DIRECTIVE 1:
In the article on taking musical enthusiasms online, which publishers' editions of the Brahms clarinet sonatas were offered? List them all.
[Begin DOCUMENT TEXT]
Taking your enthusiasms online can be eye- opening – and expensive

Alan Rusbridger

It would not be right to say that I bought a grand piano off the Internet. But without the Internet it’s fair to say that I wouldn’t now have a gleaming new concert grand in the middle of my sitting-room.

It began with my piano teacher, Michael Shak, saying he’d just spent an hour playing the best piano he’d ever come across in his life. Not a Steinway, not a Bosendorfer, but a Fazioli. No, he’d never heard of it either. Hand-made. Italian. Gorgeous.

At home I tried Fazioli out on Google, which took me to www.telenia.it/fazioli, an impressive Italian website devoted to the aforesaid gorgeous instruments. The appetite duly whetted, I wandered off to www. pianomart.com/grand.htm, a site devoted to the sale of second-hand pianos. There I found a man with a Fazioli for sale.

He turned out to be a proper pianist, Mark Swartzentruber. By the time I had made it across to his house he had sold his piano, but not before I had half an hour on it and, like my teacher, had fallen in love.

Swartzentruber knew a dealer … the dealer had a website … one thing led to another … and pretty soon I had a large overdraft and piano to match. One more illustration of how surfing can seriously damage your wallet.

It is also so fatally easy. No traipsing around in search of this CD or that piece of sheet music. The frustrations are momentary. If website x does not have the particular recording or edition you’re after, website y is but one easy and expensive click away.

Thus, CD Now was the place to go for Nozze Istriane, an obscure opera by Smareglia for which a colleague had for- lornly searched most of his life. But it drew a blank when asked for the first volume of Angela Hewitt’s Well-tempered Clavier. Amazon managed that, but not Smareglia.

Then there’s sheet music. Sheetmusicplus claims to have 304 849 titles in stock compared with 50 000 in the largest wholesalers and 10 000 in your average major city music shop. I searched for versions of the Brahms clarinet sonatas and was offered them in editions by Peters, Henle, Dover, Boosey, Schauer, Ricordi and Warner Bros, which is not a bad choice.

It was also the only site to succeed with a modestly known French composer of jazz piano studies, Charles-Henry.

I’ve yet to find any outlet that can rival this site for sheer range of stock. Some people swear by a site called www.net4music.com, but so far it has defeated every attempt to buy anything off it. There is also a more modest choice of music (and some free sheet music) at www.sheetmusic1.com. This has within it a useful sub-address for composers: www.sheetmusic1.com/Grand.Staff.NOBARLINES.

pdf. It is nothing but plain manuscript paper.

The Web is, of course, an adventure playground for anoraks of all sorts – musical as well as techie. Whatever your instrument, you will be able to commune with people all over the world whose sole obsession is the piccolo or Oboe D’Amore.

I dabble in the clarinet. It is possible to dabble on the Net, but not for long. Soon you find yourself drawn deeper and deeper into other people’s obsessions.
[End DOCUMENT TEXT]
[Begin ROWS]
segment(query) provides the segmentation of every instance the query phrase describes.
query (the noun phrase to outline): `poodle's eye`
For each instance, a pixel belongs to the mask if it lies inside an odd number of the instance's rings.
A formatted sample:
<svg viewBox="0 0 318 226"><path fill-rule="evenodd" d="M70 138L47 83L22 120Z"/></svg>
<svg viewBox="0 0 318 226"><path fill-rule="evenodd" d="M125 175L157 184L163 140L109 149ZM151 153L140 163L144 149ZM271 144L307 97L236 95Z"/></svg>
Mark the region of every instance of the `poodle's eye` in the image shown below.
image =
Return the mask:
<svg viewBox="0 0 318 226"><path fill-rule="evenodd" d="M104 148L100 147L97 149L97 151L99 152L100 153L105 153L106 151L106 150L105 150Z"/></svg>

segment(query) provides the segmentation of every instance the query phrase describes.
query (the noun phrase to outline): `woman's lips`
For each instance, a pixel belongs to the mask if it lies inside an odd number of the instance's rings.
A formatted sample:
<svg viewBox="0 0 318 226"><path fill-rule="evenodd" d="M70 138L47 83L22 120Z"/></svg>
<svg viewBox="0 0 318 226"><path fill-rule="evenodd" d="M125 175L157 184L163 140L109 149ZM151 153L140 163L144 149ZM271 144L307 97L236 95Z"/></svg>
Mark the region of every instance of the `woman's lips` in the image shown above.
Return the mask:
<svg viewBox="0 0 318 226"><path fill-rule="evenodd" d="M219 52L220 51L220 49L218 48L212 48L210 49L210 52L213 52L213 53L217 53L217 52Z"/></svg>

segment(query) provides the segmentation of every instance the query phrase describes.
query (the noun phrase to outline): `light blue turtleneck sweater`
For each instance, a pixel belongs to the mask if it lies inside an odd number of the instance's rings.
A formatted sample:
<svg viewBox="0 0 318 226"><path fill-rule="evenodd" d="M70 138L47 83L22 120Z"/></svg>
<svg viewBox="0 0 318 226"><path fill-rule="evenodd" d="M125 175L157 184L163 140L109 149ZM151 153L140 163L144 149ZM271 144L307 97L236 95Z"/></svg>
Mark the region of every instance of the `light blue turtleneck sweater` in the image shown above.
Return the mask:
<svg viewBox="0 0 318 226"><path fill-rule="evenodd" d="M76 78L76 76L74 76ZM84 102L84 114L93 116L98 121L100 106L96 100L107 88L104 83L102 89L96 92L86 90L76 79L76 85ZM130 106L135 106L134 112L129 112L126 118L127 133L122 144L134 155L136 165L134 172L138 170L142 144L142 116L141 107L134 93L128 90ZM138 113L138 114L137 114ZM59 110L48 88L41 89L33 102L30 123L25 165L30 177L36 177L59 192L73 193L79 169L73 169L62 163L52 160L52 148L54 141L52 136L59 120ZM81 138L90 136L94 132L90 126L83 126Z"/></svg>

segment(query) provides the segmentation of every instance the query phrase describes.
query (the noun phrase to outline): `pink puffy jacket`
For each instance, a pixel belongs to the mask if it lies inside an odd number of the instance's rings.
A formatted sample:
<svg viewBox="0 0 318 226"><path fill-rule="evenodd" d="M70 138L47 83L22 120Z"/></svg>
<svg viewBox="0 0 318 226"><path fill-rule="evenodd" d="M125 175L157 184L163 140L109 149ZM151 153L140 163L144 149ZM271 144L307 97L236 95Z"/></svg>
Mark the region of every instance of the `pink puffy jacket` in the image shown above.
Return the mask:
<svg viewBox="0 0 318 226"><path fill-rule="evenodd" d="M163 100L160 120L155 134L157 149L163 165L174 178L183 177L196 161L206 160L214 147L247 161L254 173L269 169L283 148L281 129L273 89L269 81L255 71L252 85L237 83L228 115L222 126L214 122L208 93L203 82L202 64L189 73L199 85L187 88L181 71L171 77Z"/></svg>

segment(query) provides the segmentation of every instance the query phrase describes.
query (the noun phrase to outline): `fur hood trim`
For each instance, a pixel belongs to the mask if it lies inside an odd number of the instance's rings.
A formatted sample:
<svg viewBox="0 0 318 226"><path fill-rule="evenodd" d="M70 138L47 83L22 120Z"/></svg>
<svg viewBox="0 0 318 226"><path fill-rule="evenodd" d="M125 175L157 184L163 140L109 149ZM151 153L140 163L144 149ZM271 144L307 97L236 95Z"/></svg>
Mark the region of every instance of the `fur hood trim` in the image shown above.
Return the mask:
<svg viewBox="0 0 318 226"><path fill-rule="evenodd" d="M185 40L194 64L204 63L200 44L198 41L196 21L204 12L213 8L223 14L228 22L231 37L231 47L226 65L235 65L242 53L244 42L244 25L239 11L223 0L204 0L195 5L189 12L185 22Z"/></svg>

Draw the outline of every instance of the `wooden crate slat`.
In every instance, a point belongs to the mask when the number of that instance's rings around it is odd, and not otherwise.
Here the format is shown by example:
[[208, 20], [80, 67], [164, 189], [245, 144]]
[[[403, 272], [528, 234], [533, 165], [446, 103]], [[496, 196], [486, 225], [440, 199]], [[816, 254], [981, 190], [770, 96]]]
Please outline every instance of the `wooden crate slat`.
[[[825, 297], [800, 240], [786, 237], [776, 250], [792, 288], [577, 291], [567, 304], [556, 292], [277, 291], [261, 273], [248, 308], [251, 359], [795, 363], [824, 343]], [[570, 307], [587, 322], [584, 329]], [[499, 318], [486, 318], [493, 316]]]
[End ROWS]
DIRECTIVE 2:
Echo the records from their first line through the line holding "148L100 147L97 149L97", with both of those lines included.

ANSWER 1:
Peters, Henle, Dover, Boosey, Schauer, Ricordi, Warner Bros

ANSWER 2:
segment(query) provides the segmentation of every instance the query phrase describes.
query (the noun phrase to outline): `poodle's eye`
For each instance, a pixel belongs to the mask if it lies inside an odd number of the instance's rings.
A formatted sample:
<svg viewBox="0 0 318 226"><path fill-rule="evenodd" d="M70 138L47 83L22 120Z"/></svg>
<svg viewBox="0 0 318 226"><path fill-rule="evenodd" d="M125 175L157 184L163 140L109 149ZM151 153L140 163L144 149ZM271 144L307 97L236 95Z"/></svg>
Mark the region of every instance of the `poodle's eye` in the image shown below.
image =
Return the mask:
<svg viewBox="0 0 318 226"><path fill-rule="evenodd" d="M104 148L100 147L97 149L97 151L99 152L100 153L105 153L106 151L106 150L105 150Z"/></svg>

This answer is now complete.